- _Goal_
Copy out every line of the entries below, and scale each coordinate in the answers by 2.1, rounding to whole numbers with halves rounded up. Leave the pictures out.

Records of labeled points:
+--
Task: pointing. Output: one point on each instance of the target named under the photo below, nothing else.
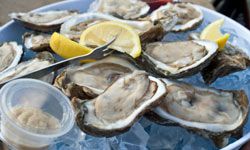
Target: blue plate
(148, 131)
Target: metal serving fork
(96, 54)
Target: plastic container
(34, 94)
(13, 32)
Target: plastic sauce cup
(35, 94)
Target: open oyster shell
(43, 21)
(188, 15)
(120, 105)
(10, 55)
(124, 9)
(37, 42)
(215, 114)
(42, 60)
(90, 80)
(146, 29)
(228, 60)
(177, 59)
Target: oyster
(228, 60)
(215, 114)
(177, 59)
(10, 55)
(124, 9)
(37, 42)
(90, 80)
(146, 29)
(42, 60)
(122, 103)
(188, 15)
(43, 21)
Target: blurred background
(235, 9)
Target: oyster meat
(90, 80)
(188, 15)
(177, 59)
(10, 55)
(115, 110)
(124, 9)
(37, 42)
(74, 27)
(43, 21)
(42, 60)
(215, 114)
+--
- _Reply_
Task: pointing. Output: one point on each instance of the target named under the photo below, nothing else.
Target: blue plate
(311, 275)
Target: metal serving fork
(202, 113)
Target: plastic container
(71, 197)
(27, 67)
Target: plastic sauce cup
(74, 197)
Target: open oyster shell
(90, 44)
(395, 32)
(252, 221)
(21, 116)
(260, 19)
(78, 88)
(452, 239)
(88, 126)
(189, 168)
(307, 61)
(479, 126)
(372, 124)
Target: oyster
(479, 126)
(452, 239)
(372, 124)
(21, 116)
(260, 19)
(78, 88)
(189, 168)
(307, 61)
(88, 126)
(256, 216)
(395, 32)
(90, 44)
Target: blurred background
(494, 19)
Target: oyster meat
(189, 168)
(395, 32)
(372, 124)
(21, 116)
(242, 231)
(260, 19)
(78, 88)
(155, 57)
(90, 44)
(88, 126)
(452, 239)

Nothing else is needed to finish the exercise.